Opdrachten:
(1) Welke organisatie is volgens de tekst over de Kamervragen over polders in Zeeland de opdrachtgever en financier van het onderzoek door het NIOZ?
(2) Breid de tekst over de Kamervragen over polders in Zeeland uit met een vervolg dat aansluit op de laatste zin.
++++ Aangeleverde tekst
Antwoord schriftelijke vragen : Antwoord op vragen van de leden Van den Berg en Geurts over de berichten 'Polders tijdelijk onder water om Zeeland veilig te houden' en 'Ontpolderen is niet dé oplossing'
Vragen van de leden Van den Berg en Geurts (beiden CDA) aan de Minister van Infrastructuur en Waterstaat over de berichten «Polders tijdelijk onder water om Zeeland veilig te houden» en «Ontpolderen is niet dé oplossing» (ingezonden 28 januari 2021).
Antwoord van Minister Van Nieuwenhuizen Wijbenga (Infrastructuur en Waterstaat) (ontvangen
17 februari 2021).
Vraag 1
Bent u bekend met de artikelen uit de Provinciale Zeeuwse Courant (PZC) «Polders tijdelijk
onder water om Zeeland veilig te houden»1 en «Ontpolderen is niet dé oplossing»?2
Antwoord 1
Ja.
Vraag 2
Wat vindt u van het plan dat genoemd wordt om polders tijdelijk onder water te zetten?
Wie hebben allemaal meebetaald aan deze studie/dit plan van het Koninklijk Nederlands
Instituut voor Onderzoek der Zee (NIOZ) in Yerseke?
Antwoord 2
Dit concept is uitgewerkt door het WNF, dat ook de opdrachtgever en de financier is
van het onderzoek gedaan door het NIOZ. Ik heb dus geen betrokkenheid bij deze studie.
Daarnaast is bij dit soort ideeën draagvlak in het gebied cruciaal.
Uit de studie komt naar voren dat het concept mogelijk relevant is in het licht van
de waterveiligheids-, zoetwater- en daarvan afgeleide ruimtelijke vraagstukken voor
de langere termijn. Voor deze vraagstukken heb ik samen met de Deltacommissaris het
Kennisprogramma Zeespiegelstijging opgericht. Natuurlijk zijn ook andere denkrichtingen
mogelijk. Voorlopig zijn er nog de nodige vragen te stellen en te beantwoorden. Midden
jaren «20 zal aan de hand van de resultaten van het kennisprogramma bezien worden
welke perspectieven nadere uitwerking verdienen. Zie ook het antwoord op vraag 14.
Vraag 3
Bent u zich bewust van het gebrek aan draagvlak voor ontpolderen van goede landbouwgrond
in Zeeland?
Antwoord 3
Dat is mij bekend.
++++++++
++++ Aangeleverde gegevens
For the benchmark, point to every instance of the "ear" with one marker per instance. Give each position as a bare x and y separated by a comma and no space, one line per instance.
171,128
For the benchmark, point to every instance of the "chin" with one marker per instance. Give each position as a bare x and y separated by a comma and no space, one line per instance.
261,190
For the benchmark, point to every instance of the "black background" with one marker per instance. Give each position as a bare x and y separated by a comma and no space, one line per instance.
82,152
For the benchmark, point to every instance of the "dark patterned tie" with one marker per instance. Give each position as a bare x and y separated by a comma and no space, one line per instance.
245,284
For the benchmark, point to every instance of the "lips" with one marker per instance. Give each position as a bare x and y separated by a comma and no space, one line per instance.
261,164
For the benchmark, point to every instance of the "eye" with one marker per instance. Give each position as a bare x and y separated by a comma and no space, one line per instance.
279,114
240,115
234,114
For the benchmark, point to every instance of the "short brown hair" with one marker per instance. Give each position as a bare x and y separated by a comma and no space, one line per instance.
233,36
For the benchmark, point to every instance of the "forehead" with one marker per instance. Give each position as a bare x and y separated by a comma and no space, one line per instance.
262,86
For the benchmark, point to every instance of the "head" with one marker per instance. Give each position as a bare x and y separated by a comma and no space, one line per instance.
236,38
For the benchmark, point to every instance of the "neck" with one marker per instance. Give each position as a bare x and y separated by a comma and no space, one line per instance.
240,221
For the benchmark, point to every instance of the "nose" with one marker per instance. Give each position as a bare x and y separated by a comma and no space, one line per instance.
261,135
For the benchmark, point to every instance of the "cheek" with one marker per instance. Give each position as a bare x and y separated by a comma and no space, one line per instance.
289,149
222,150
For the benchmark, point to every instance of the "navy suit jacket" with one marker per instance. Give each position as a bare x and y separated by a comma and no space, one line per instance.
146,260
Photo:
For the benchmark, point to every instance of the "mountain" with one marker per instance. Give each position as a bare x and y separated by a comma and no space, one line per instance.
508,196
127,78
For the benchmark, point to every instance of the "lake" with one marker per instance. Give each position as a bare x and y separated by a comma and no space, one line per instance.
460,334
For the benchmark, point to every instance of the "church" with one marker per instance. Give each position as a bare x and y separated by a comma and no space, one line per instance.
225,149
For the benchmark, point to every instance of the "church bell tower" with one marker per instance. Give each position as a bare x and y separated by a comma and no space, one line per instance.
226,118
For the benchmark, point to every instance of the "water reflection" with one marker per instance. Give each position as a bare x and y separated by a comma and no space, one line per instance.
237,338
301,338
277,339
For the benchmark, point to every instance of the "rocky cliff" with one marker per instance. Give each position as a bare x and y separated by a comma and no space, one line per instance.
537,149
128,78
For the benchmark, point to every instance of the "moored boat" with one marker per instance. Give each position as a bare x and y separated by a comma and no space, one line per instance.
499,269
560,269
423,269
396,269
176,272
++++++++
Antwoorden:
(1) Het WNF.

(2)
Vraag 4
Klopt het dat Rijkswaterstaat op social media heeft aangegeven ontpolderen een interessante
optie te vinden?
Antwoord 4
Op officiële RWS-kanalen is er – voor zover dit achterhaald kon worden – niets van
die strekking gepubliceerd.
Vraag 5
Kunt u aangeven hoeveel jaar een polder niet gebruikt zou kunnen worden indien het
als overloop wordt gebruikt voor klimaatadaptatie?
Antwoord 5
Volgens het rapport van het NIOZ bereikt een polder na zo’n 30 á 50 jaar de maximale
bodemhoogte, afhankelijk van het beschikbare sediment in het water. In deze periode
zal landbouw die afhankelijk is van zoetwater niet mogelijk zijn. Aquacultures, zilte
landbouw en vormen van recreatie zijn wel mogelijk gedurende de opslibbingsperiode.
Vraag 6
Deelt u de mening dat er geen noodzaak is om deze plannen uit te voeren, aangezien
het waterschap monitort en aangeeft dat de dijken veilig zijn?
Antwoord 6
Voor de veiligheid van het achterland is er op dit moment inderdaad geen noodzaak
in te grijpen. De waarde van dit concept voor de veiligheid en zoetwaterbeschikbaarheid
op de lange termijn moet nader onderzocht worden. Zie verder de antwoorden op vraag
2 en 14.
Vraag 7
Kunt u aangeven hoe dit plan strookt met ruimtedruk waar Nederland nu al mee te maken
heeft, met betrekking tot onder andere voedselproductie, woningbouw, industrie, infrastructuur,
recreatie en energieproductie?
Antwoord 7
Het concept gaat uit van meervoudig gebruik: bijvoorbeeld van natuur, recreatie, aquacultuur
en landbouw.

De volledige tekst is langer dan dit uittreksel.